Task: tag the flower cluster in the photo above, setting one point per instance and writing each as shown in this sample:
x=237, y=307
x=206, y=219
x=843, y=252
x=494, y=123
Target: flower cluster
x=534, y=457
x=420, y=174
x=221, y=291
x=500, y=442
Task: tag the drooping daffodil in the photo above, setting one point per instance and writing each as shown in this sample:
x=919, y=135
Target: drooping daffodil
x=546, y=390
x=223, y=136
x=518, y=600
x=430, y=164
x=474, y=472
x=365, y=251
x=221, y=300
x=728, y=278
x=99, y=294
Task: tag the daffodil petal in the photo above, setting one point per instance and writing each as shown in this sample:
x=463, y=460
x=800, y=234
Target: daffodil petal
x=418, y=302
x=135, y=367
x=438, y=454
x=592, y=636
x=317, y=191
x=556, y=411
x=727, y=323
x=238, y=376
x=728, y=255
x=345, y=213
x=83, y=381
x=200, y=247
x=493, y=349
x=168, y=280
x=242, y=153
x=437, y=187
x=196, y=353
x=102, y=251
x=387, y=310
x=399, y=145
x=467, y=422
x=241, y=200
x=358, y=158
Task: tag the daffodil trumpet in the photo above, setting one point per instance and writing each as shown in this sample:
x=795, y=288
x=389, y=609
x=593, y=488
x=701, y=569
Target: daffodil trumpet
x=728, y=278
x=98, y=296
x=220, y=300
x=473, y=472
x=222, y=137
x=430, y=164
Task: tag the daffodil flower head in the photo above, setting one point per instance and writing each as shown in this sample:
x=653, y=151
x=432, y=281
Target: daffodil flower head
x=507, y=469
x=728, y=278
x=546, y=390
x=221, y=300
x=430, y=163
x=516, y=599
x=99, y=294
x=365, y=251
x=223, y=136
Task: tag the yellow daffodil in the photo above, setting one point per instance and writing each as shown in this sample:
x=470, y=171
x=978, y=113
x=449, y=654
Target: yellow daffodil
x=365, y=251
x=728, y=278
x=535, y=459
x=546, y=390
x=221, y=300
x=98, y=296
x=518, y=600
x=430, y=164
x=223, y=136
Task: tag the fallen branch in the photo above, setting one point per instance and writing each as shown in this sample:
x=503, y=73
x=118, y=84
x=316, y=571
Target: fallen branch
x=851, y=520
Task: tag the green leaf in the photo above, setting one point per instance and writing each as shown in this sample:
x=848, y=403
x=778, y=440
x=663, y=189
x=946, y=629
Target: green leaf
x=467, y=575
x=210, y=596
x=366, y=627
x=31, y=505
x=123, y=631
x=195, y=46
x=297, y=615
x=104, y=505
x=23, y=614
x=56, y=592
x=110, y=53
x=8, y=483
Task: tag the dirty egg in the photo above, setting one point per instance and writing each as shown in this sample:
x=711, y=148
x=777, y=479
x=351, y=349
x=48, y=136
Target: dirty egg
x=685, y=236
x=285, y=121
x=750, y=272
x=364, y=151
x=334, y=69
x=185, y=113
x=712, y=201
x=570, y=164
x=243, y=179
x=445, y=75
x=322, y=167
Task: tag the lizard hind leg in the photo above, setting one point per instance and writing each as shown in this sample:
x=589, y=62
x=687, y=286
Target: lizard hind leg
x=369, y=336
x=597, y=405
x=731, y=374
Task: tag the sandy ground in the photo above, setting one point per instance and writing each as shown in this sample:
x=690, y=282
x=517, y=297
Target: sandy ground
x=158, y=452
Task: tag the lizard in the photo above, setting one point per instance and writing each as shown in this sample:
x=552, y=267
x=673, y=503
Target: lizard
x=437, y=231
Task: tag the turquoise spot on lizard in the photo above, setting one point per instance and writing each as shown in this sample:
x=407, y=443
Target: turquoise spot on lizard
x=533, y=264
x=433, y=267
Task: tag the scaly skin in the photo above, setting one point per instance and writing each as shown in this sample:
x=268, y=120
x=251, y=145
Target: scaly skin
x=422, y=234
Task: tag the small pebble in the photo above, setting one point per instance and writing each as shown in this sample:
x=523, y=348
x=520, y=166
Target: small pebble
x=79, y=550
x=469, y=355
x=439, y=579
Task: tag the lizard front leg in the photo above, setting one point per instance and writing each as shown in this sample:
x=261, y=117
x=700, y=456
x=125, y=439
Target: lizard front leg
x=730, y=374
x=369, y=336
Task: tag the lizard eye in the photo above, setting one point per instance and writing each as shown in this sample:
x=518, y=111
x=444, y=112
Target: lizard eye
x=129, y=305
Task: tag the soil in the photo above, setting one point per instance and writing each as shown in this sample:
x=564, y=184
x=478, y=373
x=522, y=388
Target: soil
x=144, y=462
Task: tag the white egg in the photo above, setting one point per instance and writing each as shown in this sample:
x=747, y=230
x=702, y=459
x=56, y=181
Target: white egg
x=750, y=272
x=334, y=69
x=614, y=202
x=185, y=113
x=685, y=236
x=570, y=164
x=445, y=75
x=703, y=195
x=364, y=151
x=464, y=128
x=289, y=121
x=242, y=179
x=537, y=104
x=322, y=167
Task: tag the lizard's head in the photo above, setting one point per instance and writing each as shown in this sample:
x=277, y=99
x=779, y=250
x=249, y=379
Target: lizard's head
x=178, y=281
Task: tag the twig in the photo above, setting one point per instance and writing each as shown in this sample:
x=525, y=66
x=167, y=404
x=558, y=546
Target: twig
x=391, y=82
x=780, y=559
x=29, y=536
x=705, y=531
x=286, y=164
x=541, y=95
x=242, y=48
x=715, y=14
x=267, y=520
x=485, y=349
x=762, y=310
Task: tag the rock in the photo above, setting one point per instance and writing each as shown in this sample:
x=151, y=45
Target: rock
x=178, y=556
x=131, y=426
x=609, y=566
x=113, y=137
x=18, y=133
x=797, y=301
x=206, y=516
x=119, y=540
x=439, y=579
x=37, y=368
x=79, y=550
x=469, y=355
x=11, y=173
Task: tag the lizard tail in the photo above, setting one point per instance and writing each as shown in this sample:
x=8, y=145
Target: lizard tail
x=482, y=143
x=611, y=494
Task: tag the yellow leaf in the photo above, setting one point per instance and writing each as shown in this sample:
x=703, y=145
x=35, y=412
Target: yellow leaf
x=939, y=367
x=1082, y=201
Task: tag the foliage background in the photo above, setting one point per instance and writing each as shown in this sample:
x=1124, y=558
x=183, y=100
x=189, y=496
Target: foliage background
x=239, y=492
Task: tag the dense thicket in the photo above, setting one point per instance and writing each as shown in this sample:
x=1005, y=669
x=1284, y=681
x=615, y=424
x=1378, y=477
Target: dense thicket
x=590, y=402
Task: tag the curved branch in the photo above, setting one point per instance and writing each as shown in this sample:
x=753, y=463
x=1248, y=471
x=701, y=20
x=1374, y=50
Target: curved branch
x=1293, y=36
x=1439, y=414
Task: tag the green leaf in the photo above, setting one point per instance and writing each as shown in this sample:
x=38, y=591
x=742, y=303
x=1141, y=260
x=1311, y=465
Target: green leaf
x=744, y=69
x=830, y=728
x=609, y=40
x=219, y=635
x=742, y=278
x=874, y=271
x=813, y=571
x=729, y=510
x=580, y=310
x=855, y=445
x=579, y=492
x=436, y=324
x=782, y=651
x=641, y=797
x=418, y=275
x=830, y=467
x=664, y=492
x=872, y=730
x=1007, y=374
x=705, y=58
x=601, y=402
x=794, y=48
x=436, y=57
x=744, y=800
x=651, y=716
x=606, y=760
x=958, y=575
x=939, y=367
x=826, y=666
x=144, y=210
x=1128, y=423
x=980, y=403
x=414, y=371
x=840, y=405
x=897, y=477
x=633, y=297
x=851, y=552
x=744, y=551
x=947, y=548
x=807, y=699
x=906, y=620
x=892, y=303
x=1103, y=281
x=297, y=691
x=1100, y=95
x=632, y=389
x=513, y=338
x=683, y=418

◇ ◇ ◇ ◇ ◇

● Task prompt:
Can you set out the material, starting at the line containing "Task: tag the twig" and ending at the line containing "x=239, y=492", as a JSON list of strings with one string per line and blank lines dropped? Include both of those lines.

● Finished exercise:
[
  "Task: tag the twig in the photo above, setting one point per instance and writing each as shown in this sample:",
  "x=525, y=66",
  "x=167, y=404",
  "x=558, y=546",
  "Target: twig",
  "x=391, y=82",
  "x=780, y=559",
  "x=29, y=536",
  "x=705, y=531",
  "x=286, y=164",
  "x=541, y=95",
  "x=242, y=48",
  "x=715, y=14",
  "x=267, y=520",
  "x=485, y=349",
  "x=762, y=310",
  "Task: tag the rock in the photo above, setting one point per instance and writing each as shown in this sample:",
  "x=151, y=45",
  "Target: rock",
  "x=178, y=556",
  "x=131, y=426",
  "x=609, y=566",
  "x=113, y=137",
  "x=18, y=133",
  "x=797, y=301",
  "x=206, y=516",
  "x=119, y=540",
  "x=439, y=579",
  "x=37, y=368",
  "x=79, y=550",
  "x=469, y=355",
  "x=11, y=173",
  "Task: tag the lizard tail in the photo above, setting one point per instance and writing each as shown in this sample:",
  "x=8, y=145",
  "Target: lizard tail",
  "x=482, y=143",
  "x=611, y=494",
  "Task: tag the yellow leaf in the photo above, setting one point per instance and writing each as shown in this sample:",
  "x=703, y=145",
  "x=35, y=412",
  "Target: yellow leaf",
  "x=939, y=367",
  "x=1082, y=201",
  "Task: tag the foliage background in the photo above, setting one point per instance and writing each as shown in this sample:",
  "x=1124, y=558",
  "x=183, y=100",
  "x=189, y=496",
  "Target: foliage background",
  "x=239, y=492"
]